* 文件段落:
*****

1. 緒言
圖像拼接算是傳統計算機視覺領域集大成者的一個方向,涉及的步驟主要有:特征點提取、特征匹配、圖像配准、圖像融合等。如下圖1.1 是opencv圖像拼接的流程圖,圖像拼接方向涉及的研究方向眾多,如特征提取方向就有常用的SIFT、SURF、ORB等,這些特征提取方法在slam方向也有非常廣的應用,所以有余力的話弄清楚這些實現細節,對建立自身的知識體系還是非常有必要的。

2. opencv stitcher
opencv當中有直接封裝的拼接類 Stitcher,基本是調用一個接口就可以完成所有拼接步驟,得到拼接圖像。測試用例圖片參考。
2.1 示例代碼
下面是調用接口的示例代碼:
#include "opencv2/opencv.hpp"
#include "logging.hpp"
#include <string>
void stitchImg(const std::vector<cv::Mat>& imgs, cv::Mat& pano)

*****

* 練習說明:
1. 根據圖像拼接的文件段落,圖像拼接主要涉及哪些步驟?
2. 把這篇講圖像拼接的文件段落從最後一行往下續寫。

[圖像位置標註條目]
*****

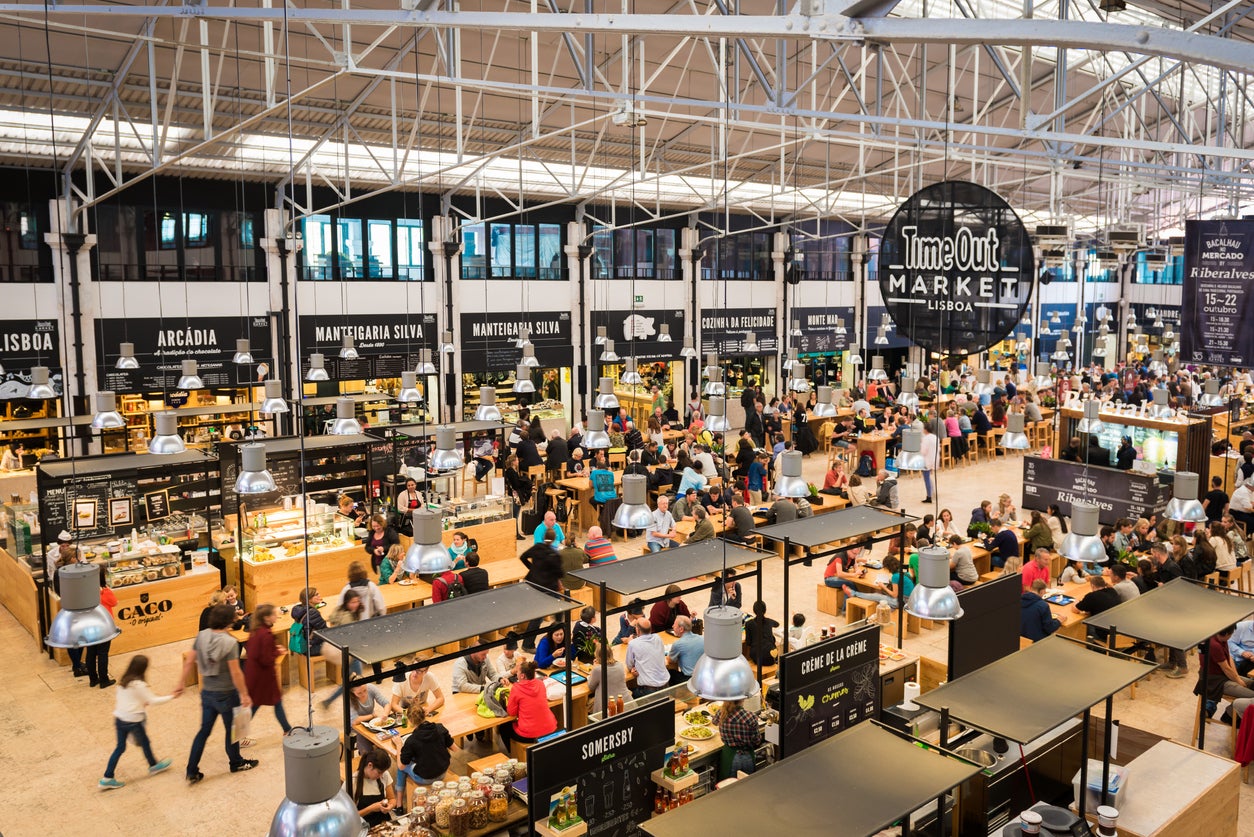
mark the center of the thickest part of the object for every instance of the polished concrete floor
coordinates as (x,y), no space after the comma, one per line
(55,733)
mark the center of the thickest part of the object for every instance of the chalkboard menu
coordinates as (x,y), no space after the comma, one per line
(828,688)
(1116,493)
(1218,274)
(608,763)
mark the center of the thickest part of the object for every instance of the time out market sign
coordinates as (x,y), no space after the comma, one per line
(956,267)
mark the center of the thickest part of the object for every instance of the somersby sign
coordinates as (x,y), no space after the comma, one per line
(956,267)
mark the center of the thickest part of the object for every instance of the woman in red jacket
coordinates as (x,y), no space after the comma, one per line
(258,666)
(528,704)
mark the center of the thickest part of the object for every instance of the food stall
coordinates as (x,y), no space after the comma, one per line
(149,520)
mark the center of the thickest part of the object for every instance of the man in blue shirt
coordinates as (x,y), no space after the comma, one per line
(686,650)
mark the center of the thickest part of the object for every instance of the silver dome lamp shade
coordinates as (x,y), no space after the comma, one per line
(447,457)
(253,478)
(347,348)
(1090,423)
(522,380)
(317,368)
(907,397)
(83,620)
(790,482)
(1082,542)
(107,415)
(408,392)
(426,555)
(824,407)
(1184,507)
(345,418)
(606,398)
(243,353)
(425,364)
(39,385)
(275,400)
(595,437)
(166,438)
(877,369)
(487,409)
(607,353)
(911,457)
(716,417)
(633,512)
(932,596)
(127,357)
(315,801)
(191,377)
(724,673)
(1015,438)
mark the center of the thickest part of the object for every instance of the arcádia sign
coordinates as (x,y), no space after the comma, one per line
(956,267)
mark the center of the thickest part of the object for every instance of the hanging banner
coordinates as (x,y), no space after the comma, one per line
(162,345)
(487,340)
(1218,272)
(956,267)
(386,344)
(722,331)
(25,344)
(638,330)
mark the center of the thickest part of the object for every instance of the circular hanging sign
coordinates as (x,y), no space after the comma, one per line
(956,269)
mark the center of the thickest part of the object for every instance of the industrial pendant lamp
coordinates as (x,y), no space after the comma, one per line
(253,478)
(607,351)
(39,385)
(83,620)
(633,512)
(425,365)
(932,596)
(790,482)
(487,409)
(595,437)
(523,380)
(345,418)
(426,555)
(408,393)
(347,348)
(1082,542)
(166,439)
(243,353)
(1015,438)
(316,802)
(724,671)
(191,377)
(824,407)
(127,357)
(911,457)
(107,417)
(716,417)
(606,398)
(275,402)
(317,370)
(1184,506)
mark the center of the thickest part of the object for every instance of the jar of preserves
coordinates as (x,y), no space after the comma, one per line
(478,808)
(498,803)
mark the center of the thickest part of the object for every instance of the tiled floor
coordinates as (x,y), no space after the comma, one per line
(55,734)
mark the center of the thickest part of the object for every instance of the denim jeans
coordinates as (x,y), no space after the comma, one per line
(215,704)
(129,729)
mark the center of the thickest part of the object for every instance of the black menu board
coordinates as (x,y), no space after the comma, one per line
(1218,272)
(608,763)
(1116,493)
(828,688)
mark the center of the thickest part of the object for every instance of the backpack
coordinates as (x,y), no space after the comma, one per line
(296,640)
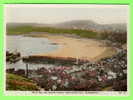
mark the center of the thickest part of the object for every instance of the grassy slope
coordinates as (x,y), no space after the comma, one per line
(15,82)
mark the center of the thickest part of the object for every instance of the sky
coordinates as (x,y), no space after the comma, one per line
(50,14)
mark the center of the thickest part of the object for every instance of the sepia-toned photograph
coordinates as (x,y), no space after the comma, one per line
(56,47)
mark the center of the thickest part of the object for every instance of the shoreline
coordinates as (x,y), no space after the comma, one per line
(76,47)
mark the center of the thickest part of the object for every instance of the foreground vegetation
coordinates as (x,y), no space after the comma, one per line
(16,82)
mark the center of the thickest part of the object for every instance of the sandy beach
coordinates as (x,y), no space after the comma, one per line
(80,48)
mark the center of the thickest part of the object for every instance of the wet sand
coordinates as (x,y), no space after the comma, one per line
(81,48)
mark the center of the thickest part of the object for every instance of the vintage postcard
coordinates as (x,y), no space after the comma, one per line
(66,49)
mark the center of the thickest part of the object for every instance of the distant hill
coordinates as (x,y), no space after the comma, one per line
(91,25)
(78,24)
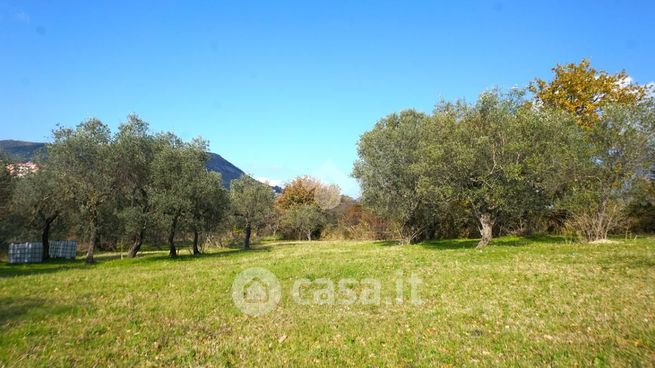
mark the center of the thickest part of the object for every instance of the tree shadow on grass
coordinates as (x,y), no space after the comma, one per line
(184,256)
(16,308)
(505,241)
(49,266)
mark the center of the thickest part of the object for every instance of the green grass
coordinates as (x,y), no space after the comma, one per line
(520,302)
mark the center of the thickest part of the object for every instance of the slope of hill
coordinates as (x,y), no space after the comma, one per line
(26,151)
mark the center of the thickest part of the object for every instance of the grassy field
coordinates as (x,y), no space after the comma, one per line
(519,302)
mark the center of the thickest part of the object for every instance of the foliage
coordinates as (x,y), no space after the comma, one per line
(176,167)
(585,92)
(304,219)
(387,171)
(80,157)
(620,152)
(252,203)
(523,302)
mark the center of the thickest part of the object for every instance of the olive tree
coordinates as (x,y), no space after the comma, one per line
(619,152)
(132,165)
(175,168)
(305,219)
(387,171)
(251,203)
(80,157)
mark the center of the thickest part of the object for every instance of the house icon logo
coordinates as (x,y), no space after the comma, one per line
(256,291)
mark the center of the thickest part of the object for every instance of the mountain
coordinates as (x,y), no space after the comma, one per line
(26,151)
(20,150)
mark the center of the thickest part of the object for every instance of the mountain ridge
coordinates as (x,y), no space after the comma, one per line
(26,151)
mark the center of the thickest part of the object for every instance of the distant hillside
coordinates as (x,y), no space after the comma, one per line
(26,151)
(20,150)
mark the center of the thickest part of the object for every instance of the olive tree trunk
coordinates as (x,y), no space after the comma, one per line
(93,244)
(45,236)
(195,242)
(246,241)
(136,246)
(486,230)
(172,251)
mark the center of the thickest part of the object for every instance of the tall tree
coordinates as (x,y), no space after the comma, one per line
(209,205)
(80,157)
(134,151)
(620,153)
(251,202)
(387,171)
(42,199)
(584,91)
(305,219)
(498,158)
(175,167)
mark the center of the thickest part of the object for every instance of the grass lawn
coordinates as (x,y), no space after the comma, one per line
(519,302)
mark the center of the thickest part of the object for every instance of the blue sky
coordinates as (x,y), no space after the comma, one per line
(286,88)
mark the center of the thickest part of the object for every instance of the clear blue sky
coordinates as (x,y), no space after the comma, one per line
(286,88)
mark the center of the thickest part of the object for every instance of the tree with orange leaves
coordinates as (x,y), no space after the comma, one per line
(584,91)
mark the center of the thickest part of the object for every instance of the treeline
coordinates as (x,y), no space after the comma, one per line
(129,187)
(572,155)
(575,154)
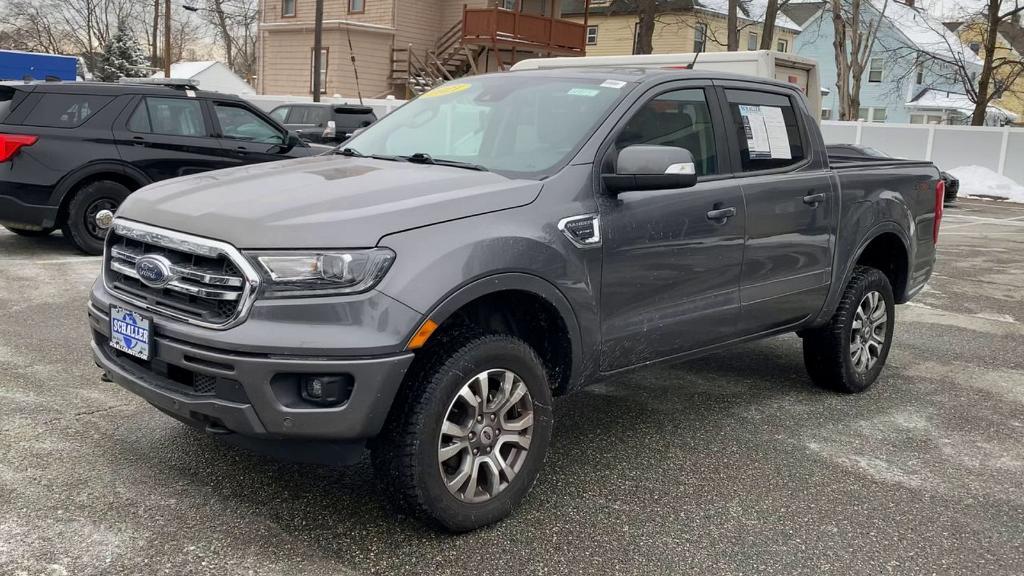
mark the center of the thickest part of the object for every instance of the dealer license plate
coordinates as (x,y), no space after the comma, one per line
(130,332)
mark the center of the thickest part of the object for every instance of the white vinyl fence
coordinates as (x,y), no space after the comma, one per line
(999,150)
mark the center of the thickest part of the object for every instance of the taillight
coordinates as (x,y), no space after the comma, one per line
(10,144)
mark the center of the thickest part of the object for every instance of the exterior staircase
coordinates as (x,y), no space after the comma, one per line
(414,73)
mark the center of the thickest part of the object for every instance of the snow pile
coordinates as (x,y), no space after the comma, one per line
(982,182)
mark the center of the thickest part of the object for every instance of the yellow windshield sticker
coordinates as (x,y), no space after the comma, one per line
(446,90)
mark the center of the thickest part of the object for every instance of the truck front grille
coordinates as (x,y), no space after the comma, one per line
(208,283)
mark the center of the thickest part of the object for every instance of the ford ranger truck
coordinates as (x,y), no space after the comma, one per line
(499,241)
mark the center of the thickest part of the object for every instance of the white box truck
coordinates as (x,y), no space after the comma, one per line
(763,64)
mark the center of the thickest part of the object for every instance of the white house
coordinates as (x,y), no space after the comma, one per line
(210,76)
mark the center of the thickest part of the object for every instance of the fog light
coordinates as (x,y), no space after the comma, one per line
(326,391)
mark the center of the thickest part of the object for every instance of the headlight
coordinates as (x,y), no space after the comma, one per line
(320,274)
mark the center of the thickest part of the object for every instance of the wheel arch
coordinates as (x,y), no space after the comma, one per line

*****

* 練習解答:
1. 特征點提取、特征匹配、圖像配准、圖像融合等。

2.
{
//設置拼接圖像 warp 模式,有PANORAMA與SCANS兩種模式
//panorama: 圖像會投影到球面或者柱面進行拼接
//scans: 默認沒有光照補償與柱面投影,直接經過仿射變換進行拼接
cv::Stitcher::Mode mode = cv::Stitcher::PANORAMA;
cv::Ptr<cv::Stitcher> stitcher = cv::Stitcher::create(mode);
cv::Stitcher::Status status = stitcher->stitch(imgs, pano);
if(cv::Stitcher::OK != status){
LOG(INFO) << "failed to stitch images, err code: " << (int)status;
}
}
int main(int argc, char* argv[])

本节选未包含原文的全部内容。